Information provided:
────
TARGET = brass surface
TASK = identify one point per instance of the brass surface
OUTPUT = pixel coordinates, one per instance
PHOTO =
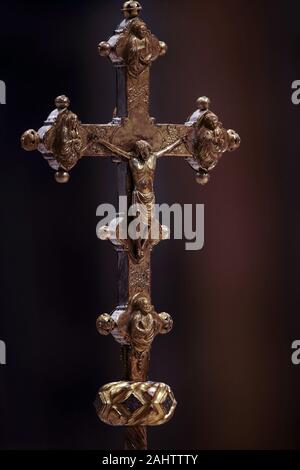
(135, 403)
(133, 137)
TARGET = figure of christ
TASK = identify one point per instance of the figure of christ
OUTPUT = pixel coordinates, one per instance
(142, 163)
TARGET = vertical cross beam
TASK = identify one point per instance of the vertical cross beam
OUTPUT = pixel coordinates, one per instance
(134, 142)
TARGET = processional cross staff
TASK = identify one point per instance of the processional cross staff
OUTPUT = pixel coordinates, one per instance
(134, 141)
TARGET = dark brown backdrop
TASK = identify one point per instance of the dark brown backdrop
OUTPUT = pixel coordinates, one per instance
(235, 303)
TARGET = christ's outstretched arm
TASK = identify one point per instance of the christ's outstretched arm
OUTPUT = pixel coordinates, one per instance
(169, 148)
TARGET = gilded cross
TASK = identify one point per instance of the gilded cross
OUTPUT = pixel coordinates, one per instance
(134, 141)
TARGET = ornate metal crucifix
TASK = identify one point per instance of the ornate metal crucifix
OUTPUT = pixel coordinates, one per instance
(134, 141)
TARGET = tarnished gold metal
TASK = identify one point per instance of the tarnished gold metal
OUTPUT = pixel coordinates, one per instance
(135, 404)
(135, 142)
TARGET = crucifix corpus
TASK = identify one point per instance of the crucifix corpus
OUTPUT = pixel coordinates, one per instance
(134, 142)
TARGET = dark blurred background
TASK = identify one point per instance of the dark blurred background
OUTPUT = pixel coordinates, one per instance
(235, 303)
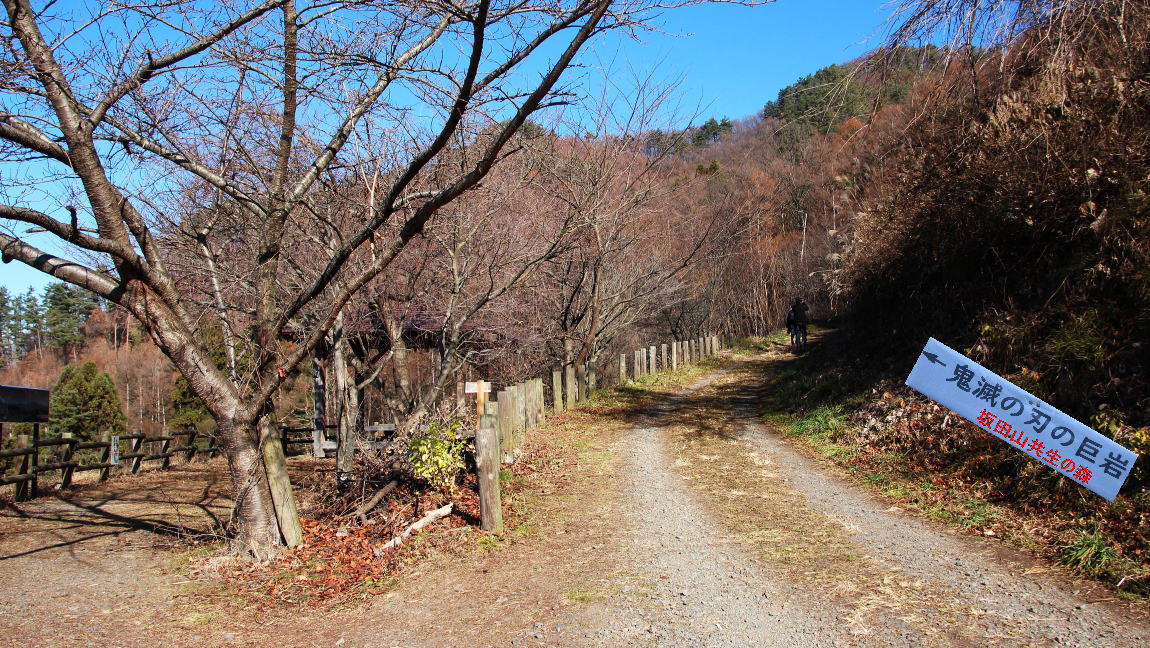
────
The request: Write out each line of the listing above that contains the word "TASK".

Written solution:
TASK = identify one point per instance of the brass surface
TASK = identify one point per instance of the figure of christ
TASK = identify one point per instance of the vertical cross beam
TASK = identify one point per instance of the processional cross staff
TASK = identify one point per instance of the dark brown backdrop
TASK = identify one point per instance of the christ's outstretched arm
TASK = identify one point per instance of the gilded cross
TASK = identify one point per instance of the ornate metal crucifix
TASK = identify one point per instance of the tarnished gold metal
TASK = identify one point per instance of the crucifix corpus
TASK = identify one point per instance of the dark blurred background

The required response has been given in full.